OBJECTIVE:
Copy out every one of the rows below word for word, line by line.
☆ ☆ ☆ ☆
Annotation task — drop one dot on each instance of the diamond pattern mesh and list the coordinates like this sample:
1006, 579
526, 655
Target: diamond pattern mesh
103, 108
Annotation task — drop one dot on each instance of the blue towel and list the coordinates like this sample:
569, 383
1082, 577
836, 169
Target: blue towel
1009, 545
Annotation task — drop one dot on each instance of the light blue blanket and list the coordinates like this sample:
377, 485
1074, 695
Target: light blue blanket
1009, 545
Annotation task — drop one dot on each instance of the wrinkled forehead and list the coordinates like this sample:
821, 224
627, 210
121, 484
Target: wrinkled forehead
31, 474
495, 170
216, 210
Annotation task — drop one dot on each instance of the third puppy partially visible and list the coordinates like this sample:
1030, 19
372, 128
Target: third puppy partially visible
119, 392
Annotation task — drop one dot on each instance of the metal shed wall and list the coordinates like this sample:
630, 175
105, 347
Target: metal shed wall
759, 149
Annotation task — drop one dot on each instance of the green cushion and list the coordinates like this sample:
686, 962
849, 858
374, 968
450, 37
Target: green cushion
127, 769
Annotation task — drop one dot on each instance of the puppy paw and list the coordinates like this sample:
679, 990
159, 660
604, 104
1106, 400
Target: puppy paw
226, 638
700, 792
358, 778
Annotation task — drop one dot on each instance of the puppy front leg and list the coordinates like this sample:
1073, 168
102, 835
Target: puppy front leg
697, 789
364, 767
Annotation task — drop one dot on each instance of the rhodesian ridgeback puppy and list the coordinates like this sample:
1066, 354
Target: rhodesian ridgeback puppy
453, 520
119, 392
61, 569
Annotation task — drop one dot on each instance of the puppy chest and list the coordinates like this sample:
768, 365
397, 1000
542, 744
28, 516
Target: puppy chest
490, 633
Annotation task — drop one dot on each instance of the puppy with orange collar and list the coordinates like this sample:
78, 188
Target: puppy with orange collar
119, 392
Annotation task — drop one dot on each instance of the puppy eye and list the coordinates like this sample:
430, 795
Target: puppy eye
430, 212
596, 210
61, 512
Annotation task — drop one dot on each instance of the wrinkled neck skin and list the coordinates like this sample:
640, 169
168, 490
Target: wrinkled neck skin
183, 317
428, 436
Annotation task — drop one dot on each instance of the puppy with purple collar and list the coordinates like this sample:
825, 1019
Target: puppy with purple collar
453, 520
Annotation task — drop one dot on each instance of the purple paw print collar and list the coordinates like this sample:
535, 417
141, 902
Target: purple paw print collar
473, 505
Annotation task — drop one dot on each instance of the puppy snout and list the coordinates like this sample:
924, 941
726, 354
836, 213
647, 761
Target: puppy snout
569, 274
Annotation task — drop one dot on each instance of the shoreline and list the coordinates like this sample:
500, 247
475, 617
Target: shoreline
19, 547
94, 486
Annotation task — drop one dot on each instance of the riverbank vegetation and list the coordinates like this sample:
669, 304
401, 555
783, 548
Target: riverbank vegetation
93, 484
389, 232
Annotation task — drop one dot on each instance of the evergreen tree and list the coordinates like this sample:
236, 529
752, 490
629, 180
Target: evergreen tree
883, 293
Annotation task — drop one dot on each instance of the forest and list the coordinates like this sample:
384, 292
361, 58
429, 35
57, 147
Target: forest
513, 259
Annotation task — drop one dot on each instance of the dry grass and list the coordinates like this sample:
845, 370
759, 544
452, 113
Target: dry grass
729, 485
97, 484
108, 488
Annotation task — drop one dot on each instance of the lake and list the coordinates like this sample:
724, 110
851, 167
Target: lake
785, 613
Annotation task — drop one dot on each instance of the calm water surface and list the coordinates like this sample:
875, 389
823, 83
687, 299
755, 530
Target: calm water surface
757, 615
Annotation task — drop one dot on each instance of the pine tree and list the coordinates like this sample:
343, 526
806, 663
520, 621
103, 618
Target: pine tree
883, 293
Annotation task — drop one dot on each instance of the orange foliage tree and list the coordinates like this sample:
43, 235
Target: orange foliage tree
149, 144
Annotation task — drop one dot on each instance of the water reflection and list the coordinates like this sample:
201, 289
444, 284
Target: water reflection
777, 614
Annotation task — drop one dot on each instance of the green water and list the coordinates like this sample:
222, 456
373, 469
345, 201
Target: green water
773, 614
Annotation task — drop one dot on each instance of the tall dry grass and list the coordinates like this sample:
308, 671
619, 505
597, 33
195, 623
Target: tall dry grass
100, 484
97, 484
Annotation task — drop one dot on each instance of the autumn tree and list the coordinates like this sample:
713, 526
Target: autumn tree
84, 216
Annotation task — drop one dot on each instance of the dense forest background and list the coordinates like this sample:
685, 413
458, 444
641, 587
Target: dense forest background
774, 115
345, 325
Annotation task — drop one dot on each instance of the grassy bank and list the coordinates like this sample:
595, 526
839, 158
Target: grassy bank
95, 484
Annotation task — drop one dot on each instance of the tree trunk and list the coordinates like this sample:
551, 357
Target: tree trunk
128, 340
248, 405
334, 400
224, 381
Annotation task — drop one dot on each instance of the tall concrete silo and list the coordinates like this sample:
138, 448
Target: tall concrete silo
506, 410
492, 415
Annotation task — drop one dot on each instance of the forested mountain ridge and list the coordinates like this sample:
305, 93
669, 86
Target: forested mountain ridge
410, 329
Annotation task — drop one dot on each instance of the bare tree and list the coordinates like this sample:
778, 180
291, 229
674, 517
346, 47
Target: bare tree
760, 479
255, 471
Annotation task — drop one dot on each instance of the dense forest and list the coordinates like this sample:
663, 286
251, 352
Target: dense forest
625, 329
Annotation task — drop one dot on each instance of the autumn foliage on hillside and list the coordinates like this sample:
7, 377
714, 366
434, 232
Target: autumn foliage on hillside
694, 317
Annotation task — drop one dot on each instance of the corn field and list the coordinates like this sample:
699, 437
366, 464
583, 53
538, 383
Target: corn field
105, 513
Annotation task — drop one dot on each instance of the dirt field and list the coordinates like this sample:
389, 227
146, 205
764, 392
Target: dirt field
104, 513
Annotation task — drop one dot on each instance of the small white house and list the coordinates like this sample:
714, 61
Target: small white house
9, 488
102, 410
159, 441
☆ ☆ ☆ ☆
SOLUTION TO THIS EXERCISE:
Annotation task — drop one dot on each instance of the diamond pattern mesh and list the coordinates like this sample:
1006, 579
526, 655
Target: diamond pattern mesh
103, 108
Annotation task — drop one dot on each instance of the blue towel and list the coordinates like this sample:
569, 383
1082, 577
836, 169
Target: blue towel
1009, 545
Annotation task — drop one dot on each instance of the light blue blanket and list the coordinates like this sample:
377, 485
1074, 695
Target: light blue blanket
1009, 545
Annotation task — drop one dot on each instance of the wrinkled forehead and list the coordinates like this sample:
821, 224
627, 210
121, 484
Target: wrinkled forehead
31, 474
495, 170
216, 210
Annotation task — drop one dot on each instance of the third puppy partially visible and list the coordinates like this sample:
1030, 19
372, 128
Target: third puppy partially visible
119, 392
Annotation task — drop one dot on each instance of the metal shed wall and list the coordinates like this sample:
630, 175
105, 347
Target: metal shed wall
759, 149
Annotation task — drop one dot on each instance of the green cushion and list the coordinates like this sample:
686, 962
849, 858
374, 968
450, 37
Target: green cushion
127, 769
Annotation task — drop one dot on each instance of the puppy paw and list the coordinates like this sample:
679, 990
159, 660
604, 104
1106, 400
Target: puppy paw
226, 638
700, 792
358, 778
Annotation task — drop one dot on each instance of the puppy front leg and list the coordinates like this sample:
1073, 168
102, 835
Target: puppy front leg
697, 789
364, 767
Annotation task — drop one dot on each instance of the rhodesian ridgeback puppy and list the coordinates like this sample:
1066, 354
Target: rhodesian ridgeback puppy
453, 520
119, 392
61, 569
Annotation task — drop one dot on each instance of the puppy chest and list the coordinates like this sample:
768, 365
397, 1000
542, 744
28, 516
Target: puppy chest
490, 633
Annotation task — drop one dot on each instance of the puppy with orange collar and list the coordinates like this sample:
78, 188
Target: puppy with orange collar
119, 392
Annotation task — drop one dot on each instance of the puppy eye and list the coordinates like this sample:
430, 795
Target: puppy eye
430, 212
596, 210
61, 512
Annotation task — drop one dot on each instance of the wrinkled neck skin and list the coordinates like this sample:
640, 169
168, 490
Target: wrinkled neck skin
183, 317
428, 436
Annotation task — drop one dot on each instance of the puppy with purple collar and list the coordinates like this sample:
825, 1019
Target: puppy with purple collar
453, 520
Annotation task — drop one dot on each instance of the purple paw print collar and list the coordinates like this sample:
535, 417
141, 902
Target: purple paw print collar
473, 505
Annotation task — drop one dot on each instance of the puppy snout and list the coordinates like this sample:
924, 941
726, 354
836, 213
647, 761
Target: puppy snout
569, 274
Annotation task — drop one dot on each instance of the shoreline and list the coordinates like this sample:
500, 247
475, 617
Target: shoreline
19, 547
94, 486
Annotation task — drop one dot on each instance of the riverbank vegetation and list the coordinates like this sample:
669, 304
401, 555
783, 548
Target: riverbank vegetation
93, 484
389, 232
Annotation task — drop one dot on each instance of the evergreen tree and list the coordinates like this sample:
236, 529
752, 490
629, 180
Target: evergreen tree
883, 293
Annotation task — drop one dot on each instance of the forest and list the coordinates like this sample:
384, 292
361, 58
429, 35
57, 147
Target: forest
513, 259
Annotation task — drop one dot on each instance of the dry grass and list the coordinates like this sample:
845, 370
759, 544
452, 113
Target: dry grass
729, 485
97, 484
108, 488
Annotation task — drop one dot on each instance of the lake and list the coordinates like this sample:
724, 110
851, 167
Target: lake
785, 613
Annotation task — drop one dot on each instance of the calm water surface and list the coordinates like this sample:
875, 389
823, 83
687, 299
755, 530
Target: calm water surface
757, 615
Annotation task — drop one dot on each instance of the pine tree and list the coordinates like this sample:
343, 526
806, 663
520, 621
103, 618
Target: pine tree
883, 293
Annotation task — drop one dot on each instance of the orange foliage tree and list the coordinates like this sample:
43, 235
Target: orange foliage tree
149, 144
Annotation task — drop one dot on each instance of the water reflection and list the coordinates like this sample:
201, 289
444, 284
Target: water reflection
777, 614
Annotation task — drop one dot on each instance of the green water and list the coordinates like this sample:
222, 456
373, 469
345, 201
Target: green water
773, 614
Annotation task — drop one dot on each instance of the tall dry grass and list the coordinates like this sample:
308, 671
619, 505
597, 33
195, 623
Target: tall dry grass
100, 484
97, 484
Annotation task — drop one dot on each instance of the autumn tree and list the coordinates like this sample:
713, 526
Target: autumn tree
84, 216
Annotation task — drop one dot on each instance of the dense forest background and list the coordinates like this sample:
685, 413
458, 444
641, 587
Target: dense forest background
774, 115
345, 325
Annotation task — drop one dot on each instance of the grassy bank and list the coordinates like this sample:
595, 526
839, 158
Target: grassy bank
95, 484
Annotation task — drop one dot on each instance of the tree trunk and list the coordinates like this sample:
551, 357
Target: tree trunk
128, 340
248, 405
334, 400
224, 381
Annotation task — drop one dot on each instance of the tall concrete silo and list the coordinates like this sample:
138, 448
Target: tall concrete silo
506, 410
492, 415
Annotation task — drop one dot on each instance of the forested mountain ridge and list the coordinates like this sample:
305, 93
669, 86
Target: forested mountain ridge
410, 329
Annotation task — drop one dot on each instance of the bare tree and list the coordinates like this sample:
778, 180
291, 229
674, 517
346, 47
Target: bare tree
760, 479
255, 471
Annotation task — drop one dot on each instance of the dense forest and list the coordinates like this sample:
663, 286
251, 352
Target: dense forest
625, 329
Annotation task — drop one dot on each instance of the autumn foliage on hillside and list the coordinates like this sample:
7, 377
714, 366
434, 232
Target: autumn foliage on hillside
694, 317
Annotation task — drop one dot on each instance of the corn field and list the coordinates like this sample:
699, 437
366, 464
583, 53
538, 383
Target: corn field
105, 513
Annotation task — drop one dot on each instance of the dirt field and list the coordinates like this sample:
389, 227
146, 205
764, 392
Target: dirt field
104, 513
Annotation task — drop one dot on each instance of the small white house and list the coordinates like this sample:
714, 61
Target: small white house
9, 488
102, 410
159, 441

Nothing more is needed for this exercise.